Your instructions: Copy the data starting at the line that contains "I need to find the puddle" and ending at the line that contains "[45,156,194,502]", swapping "stone wall" for "brick wall" and leaving everything else unchanged.
────────────────────────────────────────
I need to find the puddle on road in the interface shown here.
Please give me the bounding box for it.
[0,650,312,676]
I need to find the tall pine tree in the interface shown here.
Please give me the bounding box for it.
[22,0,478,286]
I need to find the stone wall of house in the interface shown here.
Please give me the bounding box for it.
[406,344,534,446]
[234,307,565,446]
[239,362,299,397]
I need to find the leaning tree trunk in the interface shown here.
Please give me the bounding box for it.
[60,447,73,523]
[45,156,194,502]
────────────────────────────────────────
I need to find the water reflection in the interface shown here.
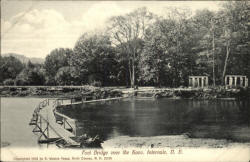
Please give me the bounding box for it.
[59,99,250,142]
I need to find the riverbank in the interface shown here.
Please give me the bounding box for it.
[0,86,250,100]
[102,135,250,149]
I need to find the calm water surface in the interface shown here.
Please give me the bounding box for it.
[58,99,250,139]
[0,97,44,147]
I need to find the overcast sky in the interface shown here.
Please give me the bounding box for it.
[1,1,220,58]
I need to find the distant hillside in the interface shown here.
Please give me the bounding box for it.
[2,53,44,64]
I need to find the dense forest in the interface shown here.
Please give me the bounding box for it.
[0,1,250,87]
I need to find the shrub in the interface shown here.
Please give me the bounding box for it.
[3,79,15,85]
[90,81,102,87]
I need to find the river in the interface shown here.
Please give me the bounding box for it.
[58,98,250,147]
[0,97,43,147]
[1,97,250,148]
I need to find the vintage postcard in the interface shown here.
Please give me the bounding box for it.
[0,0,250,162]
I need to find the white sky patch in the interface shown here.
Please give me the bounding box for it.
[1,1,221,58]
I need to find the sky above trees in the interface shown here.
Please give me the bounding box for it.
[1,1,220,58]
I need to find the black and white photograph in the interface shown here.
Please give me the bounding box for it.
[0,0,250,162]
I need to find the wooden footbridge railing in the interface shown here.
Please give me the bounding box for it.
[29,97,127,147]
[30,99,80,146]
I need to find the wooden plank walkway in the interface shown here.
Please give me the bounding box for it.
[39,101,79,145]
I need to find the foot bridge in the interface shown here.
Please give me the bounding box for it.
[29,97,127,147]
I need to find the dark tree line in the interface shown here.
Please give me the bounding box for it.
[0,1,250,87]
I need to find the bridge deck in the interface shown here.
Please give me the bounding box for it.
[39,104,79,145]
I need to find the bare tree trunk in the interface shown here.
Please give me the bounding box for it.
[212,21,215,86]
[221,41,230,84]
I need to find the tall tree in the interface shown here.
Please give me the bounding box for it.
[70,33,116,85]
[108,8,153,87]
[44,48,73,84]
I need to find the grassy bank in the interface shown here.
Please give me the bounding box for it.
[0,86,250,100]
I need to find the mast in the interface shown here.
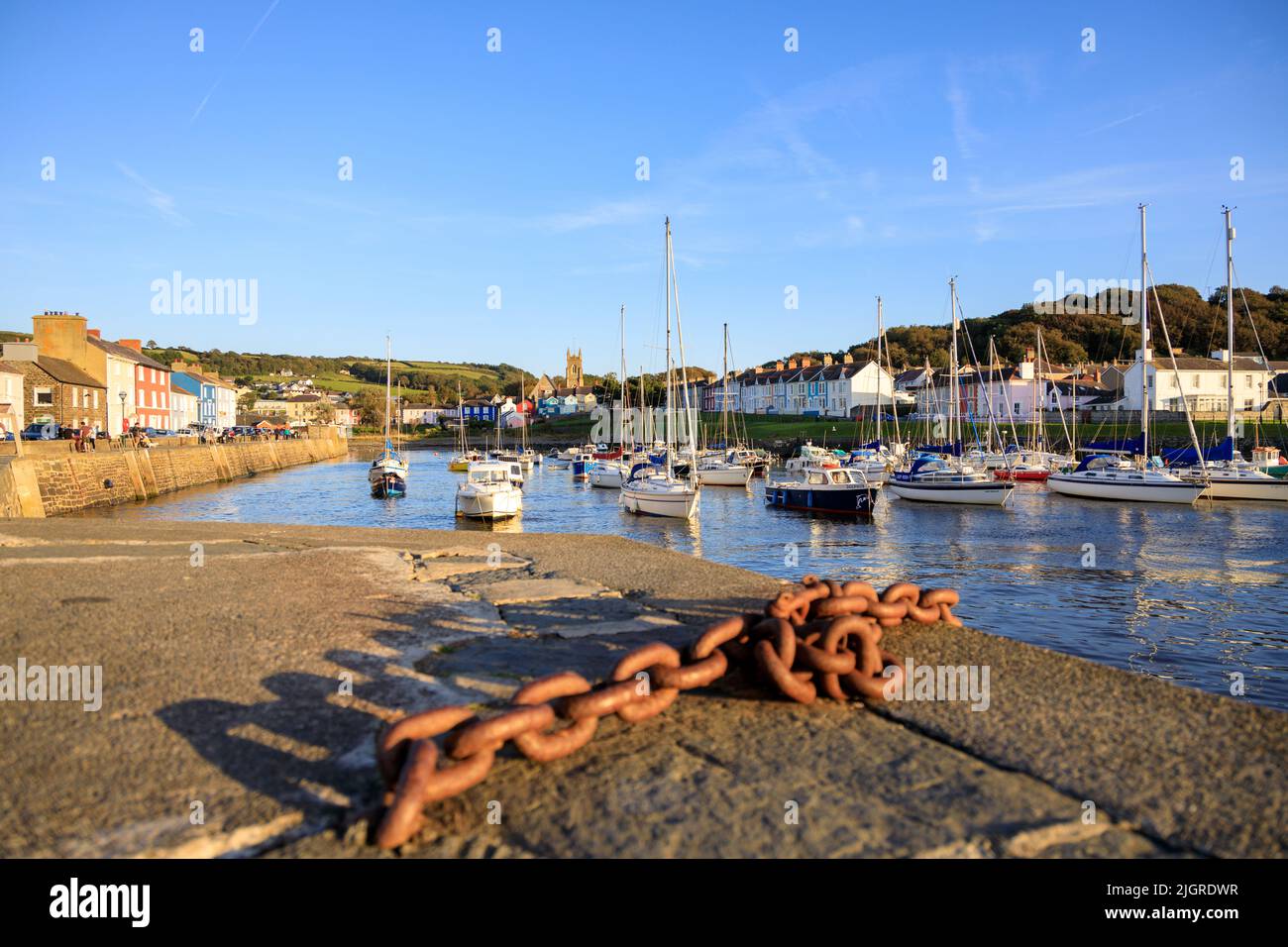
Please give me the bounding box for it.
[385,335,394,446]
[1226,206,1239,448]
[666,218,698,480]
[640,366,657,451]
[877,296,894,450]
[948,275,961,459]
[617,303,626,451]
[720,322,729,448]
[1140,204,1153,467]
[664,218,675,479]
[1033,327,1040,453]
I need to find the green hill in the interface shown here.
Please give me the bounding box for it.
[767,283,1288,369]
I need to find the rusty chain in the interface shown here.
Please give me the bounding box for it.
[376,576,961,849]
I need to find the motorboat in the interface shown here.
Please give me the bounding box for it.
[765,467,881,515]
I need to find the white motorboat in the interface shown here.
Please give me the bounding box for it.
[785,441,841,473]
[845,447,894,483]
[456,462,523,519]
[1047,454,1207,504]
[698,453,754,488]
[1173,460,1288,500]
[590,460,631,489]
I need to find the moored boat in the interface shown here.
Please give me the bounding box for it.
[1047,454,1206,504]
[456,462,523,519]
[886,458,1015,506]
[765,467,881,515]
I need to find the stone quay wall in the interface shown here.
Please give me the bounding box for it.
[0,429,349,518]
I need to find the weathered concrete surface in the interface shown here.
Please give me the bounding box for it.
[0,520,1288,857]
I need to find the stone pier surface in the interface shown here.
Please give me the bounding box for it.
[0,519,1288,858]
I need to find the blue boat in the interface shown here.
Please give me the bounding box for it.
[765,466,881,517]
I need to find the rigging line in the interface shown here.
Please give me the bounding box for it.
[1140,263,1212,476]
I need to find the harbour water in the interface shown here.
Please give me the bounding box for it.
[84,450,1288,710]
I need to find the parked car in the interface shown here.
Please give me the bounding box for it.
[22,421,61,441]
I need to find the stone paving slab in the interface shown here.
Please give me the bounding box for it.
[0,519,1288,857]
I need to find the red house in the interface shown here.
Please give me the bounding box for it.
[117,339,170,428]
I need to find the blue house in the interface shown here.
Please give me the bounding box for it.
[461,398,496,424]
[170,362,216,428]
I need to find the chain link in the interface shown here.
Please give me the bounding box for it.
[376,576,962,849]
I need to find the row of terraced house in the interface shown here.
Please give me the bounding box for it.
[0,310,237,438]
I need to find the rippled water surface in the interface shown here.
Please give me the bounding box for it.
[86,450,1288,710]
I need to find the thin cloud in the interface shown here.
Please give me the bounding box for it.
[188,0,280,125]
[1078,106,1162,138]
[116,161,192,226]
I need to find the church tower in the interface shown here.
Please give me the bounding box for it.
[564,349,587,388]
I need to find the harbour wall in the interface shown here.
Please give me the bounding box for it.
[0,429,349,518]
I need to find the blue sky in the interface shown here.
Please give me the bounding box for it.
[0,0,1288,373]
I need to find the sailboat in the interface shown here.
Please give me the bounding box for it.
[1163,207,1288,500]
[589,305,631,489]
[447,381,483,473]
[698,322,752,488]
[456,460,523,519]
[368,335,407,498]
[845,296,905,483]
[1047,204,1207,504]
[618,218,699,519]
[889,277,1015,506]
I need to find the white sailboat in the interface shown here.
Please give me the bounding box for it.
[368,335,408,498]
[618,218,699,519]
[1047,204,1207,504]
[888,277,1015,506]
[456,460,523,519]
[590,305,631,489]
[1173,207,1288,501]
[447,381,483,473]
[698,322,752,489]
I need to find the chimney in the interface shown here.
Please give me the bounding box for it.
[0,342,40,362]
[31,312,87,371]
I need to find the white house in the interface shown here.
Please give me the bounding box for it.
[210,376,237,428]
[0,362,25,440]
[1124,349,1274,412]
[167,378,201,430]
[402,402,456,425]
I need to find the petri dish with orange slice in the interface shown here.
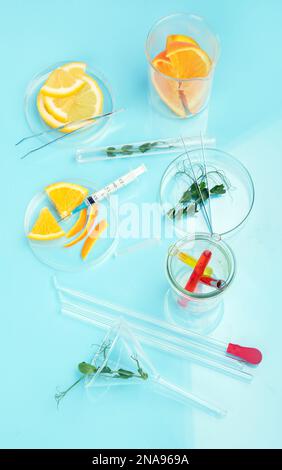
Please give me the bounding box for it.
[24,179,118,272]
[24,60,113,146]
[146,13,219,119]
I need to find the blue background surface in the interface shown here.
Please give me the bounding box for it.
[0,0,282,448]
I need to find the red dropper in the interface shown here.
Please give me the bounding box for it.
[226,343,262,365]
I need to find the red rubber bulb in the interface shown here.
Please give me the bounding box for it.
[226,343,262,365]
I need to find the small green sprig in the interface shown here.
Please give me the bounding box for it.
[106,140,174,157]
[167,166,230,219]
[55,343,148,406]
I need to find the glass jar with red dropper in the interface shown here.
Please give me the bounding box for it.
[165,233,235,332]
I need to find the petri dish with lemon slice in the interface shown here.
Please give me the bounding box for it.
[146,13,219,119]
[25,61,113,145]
────────────────────────────────────────
Output:
I need to find the puddle on road in the interface shown here.
Please give me the bounding box for it.
[0,650,312,676]
I need to find the tall pine tree in the interface shown here.
Please give me the bounding box for it.
[22,0,478,286]
I need to find the brick wall of house in the interface shown here.
Please give me the bounding box for it.
[406,344,534,446]
[234,307,565,446]
[239,362,299,397]
I need to find the leaning tree trunk in the interface shown here.
Please give me the bounding box for it.
[60,447,73,523]
[45,156,194,502]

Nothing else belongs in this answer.